WHAT YOU NEED TO DO —
Reproduce each of the following entries verbatim, keeping every line in its original order.

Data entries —
--- --- ---

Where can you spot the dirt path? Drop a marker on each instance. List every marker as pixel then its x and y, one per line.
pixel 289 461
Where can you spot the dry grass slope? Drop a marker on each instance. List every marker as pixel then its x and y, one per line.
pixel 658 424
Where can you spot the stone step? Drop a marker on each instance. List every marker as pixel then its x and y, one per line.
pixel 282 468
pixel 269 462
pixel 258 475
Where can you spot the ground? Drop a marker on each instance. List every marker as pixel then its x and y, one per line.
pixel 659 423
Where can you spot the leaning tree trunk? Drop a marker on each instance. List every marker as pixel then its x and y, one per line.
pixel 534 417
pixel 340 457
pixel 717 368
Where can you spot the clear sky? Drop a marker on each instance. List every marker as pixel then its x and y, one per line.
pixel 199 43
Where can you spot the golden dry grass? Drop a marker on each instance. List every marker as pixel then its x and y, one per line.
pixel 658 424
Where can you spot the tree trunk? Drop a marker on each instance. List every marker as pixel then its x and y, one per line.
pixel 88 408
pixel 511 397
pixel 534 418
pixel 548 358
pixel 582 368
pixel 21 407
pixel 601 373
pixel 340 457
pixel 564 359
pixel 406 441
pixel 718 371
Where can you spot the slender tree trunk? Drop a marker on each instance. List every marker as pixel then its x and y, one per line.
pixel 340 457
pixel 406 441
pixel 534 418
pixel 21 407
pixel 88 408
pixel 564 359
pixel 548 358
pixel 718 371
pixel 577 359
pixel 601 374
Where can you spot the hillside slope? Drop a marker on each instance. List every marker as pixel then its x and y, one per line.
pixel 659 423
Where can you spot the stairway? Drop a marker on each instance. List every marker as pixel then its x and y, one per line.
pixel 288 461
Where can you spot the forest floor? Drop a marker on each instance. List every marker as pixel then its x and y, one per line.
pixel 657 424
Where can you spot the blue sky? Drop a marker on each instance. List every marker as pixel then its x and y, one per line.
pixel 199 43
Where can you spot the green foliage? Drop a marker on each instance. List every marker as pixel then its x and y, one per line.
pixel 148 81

--- --- ---

THE ANSWER —
Where can you spot the dirt path? Drop a marker on each instance. List every marker as pixel then its x and y, one per line.
pixel 289 461
Where can you spot the dry grass slope? Drop a marker on each instance. List every marker as pixel then its x and y, one per line.
pixel 658 424
Where can you spot the stone step? Drop a marker on each instance. List every marker as pixel then its x and y, one per line.
pixel 282 468
pixel 269 462
pixel 258 475
Where can you spot the ground? Drop a marker on each instance. List every marker as pixel then its x and y, one per line.
pixel 659 423
Where can you spot the leaning tree trunk? Drop a marker on each instance. List every marker as pixel then its x and y, one per line.
pixel 534 417
pixel 340 457
pixel 717 368
Where can you spot the clear sky? Drop a marker on each instance. List every marker as pixel then its x and y, one per line.
pixel 199 43
Where can you spot the golden dry grass? Drop a marker on each instance. List every marker as pixel then its x and y, one per line.
pixel 658 424
Where can you spot the tree trunk? Drop a marker on each instance. List every marker as pixel then its x and y, one per line.
pixel 88 408
pixel 511 397
pixel 534 418
pixel 548 358
pixel 582 368
pixel 21 407
pixel 601 373
pixel 340 457
pixel 564 359
pixel 406 441
pixel 718 371
Where can you spot the slender tree trunk? Drop a marker on each instance. List every marker as pixel then its x and y, one per line.
pixel 340 457
pixel 406 441
pixel 534 418
pixel 21 407
pixel 88 408
pixel 564 359
pixel 548 358
pixel 718 371
pixel 577 359
pixel 601 374
Where can you spot the hillside slope? Drop a marker on each instance. List every marker as pixel then its x and y, one per line.
pixel 659 423
Where can you spot the stairway? Drop a marker on each instance. List every marker as pixel then its x and y, one per line.
pixel 288 461
Where can you spot the forest floor? Drop a marker on each instance. List every marker as pixel then its x and y, one per line.
pixel 657 424
Where can you spot the blue sky? Drop a marker on each instance. List every marker as pixel then its x and y, one per line.
pixel 199 43
Where can you spot the green foliage? Drop a marker on each instance. List every marker as pixel then its x and y, one per line.
pixel 148 81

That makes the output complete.